** What you need to do **
Return the lines of the data below exactly as they appear, starting at the beginning of the data and ending with the line that contains "positive clicks: (37, 168) (45, 170)", including both ends. Leave the picture out of your answer.

** Given records **
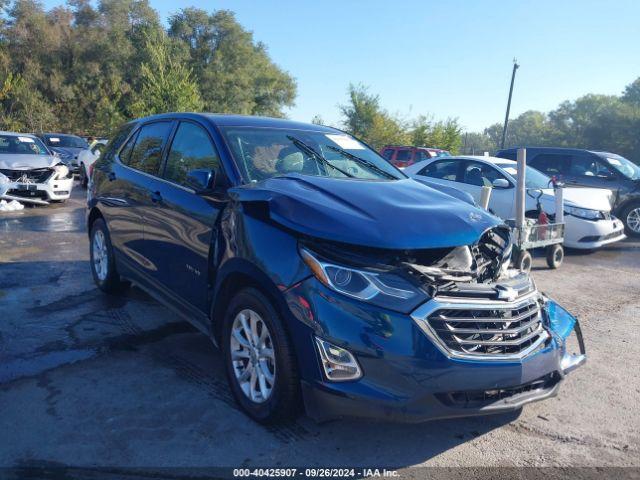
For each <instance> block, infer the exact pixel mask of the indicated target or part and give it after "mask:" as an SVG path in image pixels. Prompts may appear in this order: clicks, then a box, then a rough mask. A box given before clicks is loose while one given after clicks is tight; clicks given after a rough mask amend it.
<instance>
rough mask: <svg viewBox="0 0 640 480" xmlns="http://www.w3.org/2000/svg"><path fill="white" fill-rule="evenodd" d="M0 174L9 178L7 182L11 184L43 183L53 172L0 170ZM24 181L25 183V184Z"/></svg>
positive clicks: (37, 168) (45, 170)
mask: <svg viewBox="0 0 640 480" xmlns="http://www.w3.org/2000/svg"><path fill="white" fill-rule="evenodd" d="M0 173H2V174H3V175H5V176H6V177H9V180H11V181H12V182H21V183H44V182H46V181H47V180H49V178H50V177H51V175H53V173H54V170H53V169H51V168H36V169H33V170H3V169H0ZM25 180H26V182H25Z"/></svg>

** Answer space **
For each <instance> block, infer the exact pixel mask of the indicated target or part and give it after "mask:" as an SVG path in image pixels. Prompts may appear in this order: clicks, then a box, then a rough mask. A box given before clicks is loose while one given after clicks is tight; clicks given after a rough mask amend it.
<instance>
rough mask: <svg viewBox="0 0 640 480" xmlns="http://www.w3.org/2000/svg"><path fill="white" fill-rule="evenodd" d="M0 174L9 178L7 182L11 184L43 183L53 172L0 170ZM24 181L25 183V184Z"/></svg>
positive clicks: (37, 168) (45, 170)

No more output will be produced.